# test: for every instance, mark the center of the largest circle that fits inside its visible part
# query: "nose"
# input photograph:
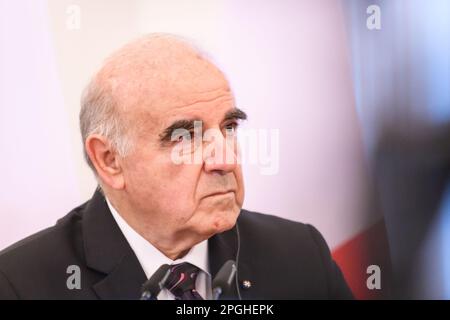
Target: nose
(220, 155)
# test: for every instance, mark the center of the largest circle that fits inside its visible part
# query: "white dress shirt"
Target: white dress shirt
(151, 258)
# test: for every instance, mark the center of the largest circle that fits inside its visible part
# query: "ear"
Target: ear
(105, 160)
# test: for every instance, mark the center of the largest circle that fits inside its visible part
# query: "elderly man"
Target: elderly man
(166, 196)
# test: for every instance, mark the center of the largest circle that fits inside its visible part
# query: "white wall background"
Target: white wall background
(287, 62)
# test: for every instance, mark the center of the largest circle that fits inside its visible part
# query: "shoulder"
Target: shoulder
(290, 250)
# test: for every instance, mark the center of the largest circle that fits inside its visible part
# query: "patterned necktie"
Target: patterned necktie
(181, 281)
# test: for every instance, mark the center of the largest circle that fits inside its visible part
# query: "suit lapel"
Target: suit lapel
(108, 251)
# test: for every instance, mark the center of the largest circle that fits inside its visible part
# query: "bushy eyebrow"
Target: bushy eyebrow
(188, 124)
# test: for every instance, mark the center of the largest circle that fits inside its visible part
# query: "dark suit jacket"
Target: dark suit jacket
(282, 259)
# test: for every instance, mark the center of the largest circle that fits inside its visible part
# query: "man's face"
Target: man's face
(196, 199)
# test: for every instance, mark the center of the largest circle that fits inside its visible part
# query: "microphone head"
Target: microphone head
(153, 286)
(225, 277)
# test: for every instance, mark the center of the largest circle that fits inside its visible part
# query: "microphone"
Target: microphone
(153, 286)
(224, 278)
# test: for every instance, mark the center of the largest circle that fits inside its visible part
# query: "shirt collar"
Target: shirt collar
(150, 257)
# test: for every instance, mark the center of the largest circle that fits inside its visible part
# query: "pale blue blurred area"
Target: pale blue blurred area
(401, 79)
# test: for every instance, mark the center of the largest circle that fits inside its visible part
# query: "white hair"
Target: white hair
(99, 114)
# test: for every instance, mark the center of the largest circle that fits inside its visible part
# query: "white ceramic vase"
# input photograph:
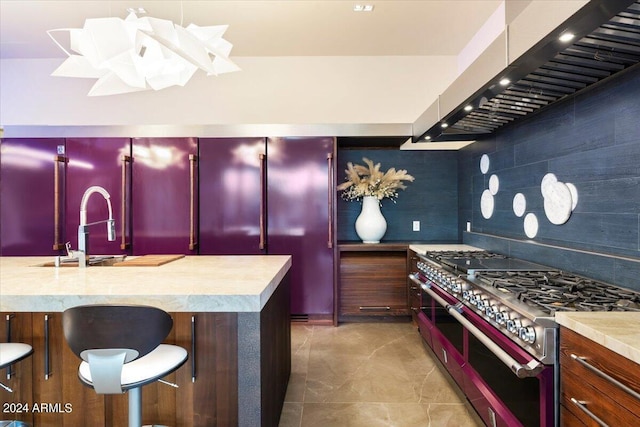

══════

Quote everything in the listing above exactly; pictures are the only thing to omit.

# test: for every instance, mark the center of the largest circle that fits inside its visible part
# query: "nose"
# input photograph:
Target: nose
(220, 155)
# test: for every instance, mark the center of the largest circle that fits inside its visible part
# query: "white dress shirt"
Target: white dress shirt
(151, 258)
# test: for every instance, mark the center of the largest circle that fits inside its visible part
# query: "ear"
Target: ear
(105, 160)
# test: for every instance, mark the center of the largest circle that fits inside its visible part
# query: "elderly man"
Target: elderly man
(166, 196)
# test: for every instance, mark the center of the largest circle that fits inside its visible part
# query: "white wall background"
Target: white wall background
(287, 62)
# test: for every instance, mark the center of the largest circle that fits inside its visible part
# query: "shoulder"
Target: shoulder
(290, 250)
# test: for every instance, mark the center of the largest circle that fits inside its visible part
# query: "patterned necktie"
Target: patterned necktie
(181, 281)
# test: for every instance, mark the center of the largest circle that fits inside its visible part
# query: "suit lapel"
Target: suit lapel
(108, 251)
# test: for every instance, mark the center of the largest circle that fits inside its visible part
# query: "bushy eyebrow"
Target: bushy eyebrow
(188, 124)
# test: for every instance, mark the center of the largest circle that fits inside its visible part
# query: "dark suit jacket"
Target: dark suit jacket
(282, 259)
# test: for every instance, mark the center of the largest circle that fits inside its visible part
# query: "man's face"
Target: man's face
(196, 199)
# test: for every instance, mark the center of the largest circle that fits inside its visible part
# query: "microphone head"
Target: microphone head
(153, 286)
(225, 277)
# test: for every instance, mark the center of the largest circle that fits inside its visible part
# query: "microphone"
Target: microphone
(153, 286)
(224, 278)
# test: for every instance, mark the center of the largest circle that fits inside its visible part
# query: "shirt collar"
Target: shirt collar
(150, 257)
# test: for every instance, mark the center of the largest circle that fits inside its visible part
# query: "pale blue blurred area"
Target: pale blue blurred area
(401, 79)
# test: for every instance, mark the center of the largest circle that fits inside its visible part
# query: "white hair"
Target: white hair
(99, 114)
# test: for every instance, mark the center of the largest circle that fits inside its visible part
# query: "white ceramic vase"
# input photograph:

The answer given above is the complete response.